Extract the lines of the material below, unchanged, starting with the line that contains "In this exercise you will indicate the boy's ear" and continuing through the last line of the material, both ends included. Give only those lines.

---------- Available records ----------

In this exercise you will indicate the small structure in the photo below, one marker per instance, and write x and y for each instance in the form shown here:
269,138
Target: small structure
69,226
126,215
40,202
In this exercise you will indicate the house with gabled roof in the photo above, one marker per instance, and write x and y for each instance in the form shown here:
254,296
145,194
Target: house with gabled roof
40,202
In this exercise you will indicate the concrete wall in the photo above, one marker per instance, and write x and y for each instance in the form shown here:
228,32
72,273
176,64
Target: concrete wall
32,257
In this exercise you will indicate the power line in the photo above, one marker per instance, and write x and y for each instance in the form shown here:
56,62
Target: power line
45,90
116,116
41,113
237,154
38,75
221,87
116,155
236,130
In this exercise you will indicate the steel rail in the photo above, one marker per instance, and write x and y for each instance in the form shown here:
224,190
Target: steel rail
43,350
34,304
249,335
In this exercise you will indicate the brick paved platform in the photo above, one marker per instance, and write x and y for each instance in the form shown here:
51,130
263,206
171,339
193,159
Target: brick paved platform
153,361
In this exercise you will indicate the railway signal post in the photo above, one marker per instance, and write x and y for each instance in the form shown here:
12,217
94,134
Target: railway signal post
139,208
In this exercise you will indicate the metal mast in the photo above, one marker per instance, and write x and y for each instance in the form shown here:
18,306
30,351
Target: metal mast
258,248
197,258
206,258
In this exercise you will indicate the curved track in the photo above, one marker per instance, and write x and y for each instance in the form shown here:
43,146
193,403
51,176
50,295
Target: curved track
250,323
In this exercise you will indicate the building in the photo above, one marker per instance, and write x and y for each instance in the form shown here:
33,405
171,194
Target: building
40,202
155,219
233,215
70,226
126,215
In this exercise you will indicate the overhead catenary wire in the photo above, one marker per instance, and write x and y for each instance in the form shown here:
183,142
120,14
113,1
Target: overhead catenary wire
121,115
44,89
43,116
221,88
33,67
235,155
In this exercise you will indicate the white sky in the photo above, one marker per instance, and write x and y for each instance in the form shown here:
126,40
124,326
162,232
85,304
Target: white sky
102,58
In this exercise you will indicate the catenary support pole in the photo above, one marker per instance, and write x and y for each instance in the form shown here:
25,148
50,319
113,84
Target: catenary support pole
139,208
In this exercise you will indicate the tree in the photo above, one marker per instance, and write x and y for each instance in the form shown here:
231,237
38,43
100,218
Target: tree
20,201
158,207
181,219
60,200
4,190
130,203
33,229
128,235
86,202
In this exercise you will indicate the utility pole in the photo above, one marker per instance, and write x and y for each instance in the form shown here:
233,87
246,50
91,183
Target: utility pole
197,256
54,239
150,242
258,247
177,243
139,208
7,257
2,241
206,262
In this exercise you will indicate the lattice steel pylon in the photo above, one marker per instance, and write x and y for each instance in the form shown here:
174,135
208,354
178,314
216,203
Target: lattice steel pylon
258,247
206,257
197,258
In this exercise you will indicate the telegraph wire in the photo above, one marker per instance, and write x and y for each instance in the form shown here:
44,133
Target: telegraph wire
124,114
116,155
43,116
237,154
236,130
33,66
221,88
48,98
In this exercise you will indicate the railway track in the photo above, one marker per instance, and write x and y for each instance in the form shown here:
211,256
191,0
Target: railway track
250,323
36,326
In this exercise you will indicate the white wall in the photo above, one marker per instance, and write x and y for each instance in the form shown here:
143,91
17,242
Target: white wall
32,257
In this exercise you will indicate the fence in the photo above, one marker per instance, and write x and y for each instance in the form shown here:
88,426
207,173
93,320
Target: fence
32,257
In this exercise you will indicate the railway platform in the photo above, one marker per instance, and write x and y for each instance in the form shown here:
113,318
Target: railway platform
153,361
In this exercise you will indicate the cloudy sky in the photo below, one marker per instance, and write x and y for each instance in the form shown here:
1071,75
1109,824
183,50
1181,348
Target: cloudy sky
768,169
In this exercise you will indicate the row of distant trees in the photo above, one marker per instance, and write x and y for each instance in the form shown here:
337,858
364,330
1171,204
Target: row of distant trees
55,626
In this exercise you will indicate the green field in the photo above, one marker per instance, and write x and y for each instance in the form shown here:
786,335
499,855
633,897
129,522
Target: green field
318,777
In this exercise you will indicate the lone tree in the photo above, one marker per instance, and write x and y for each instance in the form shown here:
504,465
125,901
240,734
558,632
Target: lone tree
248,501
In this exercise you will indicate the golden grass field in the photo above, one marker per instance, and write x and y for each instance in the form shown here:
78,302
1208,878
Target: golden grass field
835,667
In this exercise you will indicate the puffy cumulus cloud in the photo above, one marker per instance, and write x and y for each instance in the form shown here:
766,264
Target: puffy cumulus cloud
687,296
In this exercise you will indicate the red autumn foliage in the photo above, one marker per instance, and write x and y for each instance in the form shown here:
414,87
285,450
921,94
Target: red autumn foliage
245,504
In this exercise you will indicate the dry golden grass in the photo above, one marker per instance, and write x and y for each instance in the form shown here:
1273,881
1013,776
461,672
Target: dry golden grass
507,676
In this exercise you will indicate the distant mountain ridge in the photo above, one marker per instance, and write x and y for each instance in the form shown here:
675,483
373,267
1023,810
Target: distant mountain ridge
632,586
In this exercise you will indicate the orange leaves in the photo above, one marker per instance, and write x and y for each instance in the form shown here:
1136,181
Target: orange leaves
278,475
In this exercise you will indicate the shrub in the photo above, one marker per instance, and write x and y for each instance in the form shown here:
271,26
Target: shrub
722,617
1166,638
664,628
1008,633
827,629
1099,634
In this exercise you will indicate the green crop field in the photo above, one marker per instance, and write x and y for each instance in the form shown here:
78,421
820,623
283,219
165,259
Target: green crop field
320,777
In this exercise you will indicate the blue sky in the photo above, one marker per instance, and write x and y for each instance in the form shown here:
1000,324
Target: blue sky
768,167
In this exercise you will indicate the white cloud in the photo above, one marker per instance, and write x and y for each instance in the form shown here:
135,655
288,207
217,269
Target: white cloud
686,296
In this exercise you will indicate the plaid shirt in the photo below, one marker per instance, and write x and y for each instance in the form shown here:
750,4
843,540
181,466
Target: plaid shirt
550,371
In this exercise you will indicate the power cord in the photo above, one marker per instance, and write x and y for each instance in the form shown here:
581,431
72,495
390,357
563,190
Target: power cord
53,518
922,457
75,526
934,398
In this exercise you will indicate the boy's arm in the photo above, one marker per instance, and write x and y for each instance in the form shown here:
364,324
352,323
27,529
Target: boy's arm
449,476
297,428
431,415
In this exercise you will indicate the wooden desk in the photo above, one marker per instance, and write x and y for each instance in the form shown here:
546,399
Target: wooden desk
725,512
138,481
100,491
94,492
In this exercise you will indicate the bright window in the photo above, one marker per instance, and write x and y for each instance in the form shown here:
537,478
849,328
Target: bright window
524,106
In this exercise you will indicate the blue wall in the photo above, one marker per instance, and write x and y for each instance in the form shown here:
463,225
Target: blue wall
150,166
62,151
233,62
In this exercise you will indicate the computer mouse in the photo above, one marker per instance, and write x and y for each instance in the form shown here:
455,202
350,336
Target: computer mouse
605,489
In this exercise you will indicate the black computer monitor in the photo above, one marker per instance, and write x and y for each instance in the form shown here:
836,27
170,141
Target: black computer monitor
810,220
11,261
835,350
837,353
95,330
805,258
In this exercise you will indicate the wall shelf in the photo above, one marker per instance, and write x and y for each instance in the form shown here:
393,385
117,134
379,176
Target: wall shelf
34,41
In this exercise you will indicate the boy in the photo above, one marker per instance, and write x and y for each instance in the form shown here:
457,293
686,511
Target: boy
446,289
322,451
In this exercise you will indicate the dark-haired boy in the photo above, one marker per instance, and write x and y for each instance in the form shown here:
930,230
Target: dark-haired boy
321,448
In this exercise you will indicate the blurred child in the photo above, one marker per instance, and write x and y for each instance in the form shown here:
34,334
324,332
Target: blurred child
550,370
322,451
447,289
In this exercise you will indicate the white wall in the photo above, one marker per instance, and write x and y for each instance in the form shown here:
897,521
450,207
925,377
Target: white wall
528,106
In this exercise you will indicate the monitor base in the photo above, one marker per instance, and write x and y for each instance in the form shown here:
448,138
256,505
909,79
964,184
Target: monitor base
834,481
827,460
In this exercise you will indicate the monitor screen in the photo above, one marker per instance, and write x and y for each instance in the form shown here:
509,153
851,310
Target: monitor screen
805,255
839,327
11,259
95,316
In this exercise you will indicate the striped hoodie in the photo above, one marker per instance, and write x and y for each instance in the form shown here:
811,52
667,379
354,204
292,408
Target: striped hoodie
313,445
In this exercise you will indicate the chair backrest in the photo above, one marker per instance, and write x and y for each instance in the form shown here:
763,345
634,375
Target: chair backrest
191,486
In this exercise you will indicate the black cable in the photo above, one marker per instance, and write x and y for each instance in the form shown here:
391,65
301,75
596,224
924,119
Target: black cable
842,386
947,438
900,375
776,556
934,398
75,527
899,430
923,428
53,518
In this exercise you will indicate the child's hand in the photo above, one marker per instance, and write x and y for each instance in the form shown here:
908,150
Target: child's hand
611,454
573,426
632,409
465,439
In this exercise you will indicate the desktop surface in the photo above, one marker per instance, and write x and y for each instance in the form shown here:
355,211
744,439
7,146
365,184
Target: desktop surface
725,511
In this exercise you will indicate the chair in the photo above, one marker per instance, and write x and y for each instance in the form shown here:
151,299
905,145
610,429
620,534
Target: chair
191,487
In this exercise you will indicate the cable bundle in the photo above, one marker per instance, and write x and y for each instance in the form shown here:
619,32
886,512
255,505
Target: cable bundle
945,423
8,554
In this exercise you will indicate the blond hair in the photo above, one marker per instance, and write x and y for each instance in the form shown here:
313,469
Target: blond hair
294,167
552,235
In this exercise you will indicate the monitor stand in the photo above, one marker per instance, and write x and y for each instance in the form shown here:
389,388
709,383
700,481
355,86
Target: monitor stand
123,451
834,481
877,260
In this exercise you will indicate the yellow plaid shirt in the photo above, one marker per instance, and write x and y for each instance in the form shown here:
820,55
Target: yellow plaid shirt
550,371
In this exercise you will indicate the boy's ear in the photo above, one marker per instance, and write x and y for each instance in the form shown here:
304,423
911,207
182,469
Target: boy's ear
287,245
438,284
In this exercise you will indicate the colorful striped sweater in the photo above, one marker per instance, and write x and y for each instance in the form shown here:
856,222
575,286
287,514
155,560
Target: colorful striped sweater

----------

● Task output:
In this exercise you will indicate the boy's ear in the photo above, one marker per instance, and write x and y for each instance in the form shown here:
304,423
911,207
182,469
Target: boy's ear
287,245
438,284
In this exercise you will indicate the colorful striped sweater in the photo above, one marker per instance, and write x and y for each instance in the form shown here:
856,222
575,286
287,514
155,560
Target: colorful striped sweater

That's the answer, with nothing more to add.